◆ Given instruction
Print every line of the records below without changing a word, and leave the pictures out.

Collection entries
= = =

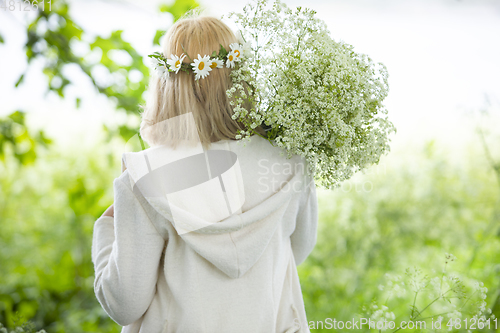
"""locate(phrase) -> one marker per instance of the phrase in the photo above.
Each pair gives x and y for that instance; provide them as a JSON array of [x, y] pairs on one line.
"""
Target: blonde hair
[[180, 94]]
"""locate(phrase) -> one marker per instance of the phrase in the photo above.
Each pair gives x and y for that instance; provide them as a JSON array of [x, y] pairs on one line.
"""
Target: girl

= = =

◆ Answer to the problem
"""locate(phrase) -> one marker per instance of the phrase in the photo above.
Each pair gives x and y for that instance; provide them as a JSON array of [x, y] pairs on one line.
"""
Target: blonde hair
[[180, 94]]
"""locate(phrase) -> one marker per instance of the phrase in the photo above.
Each pair gives x and y for that instance; provide them as a JSON array of [x, y] pairs on one line.
"""
Target: girl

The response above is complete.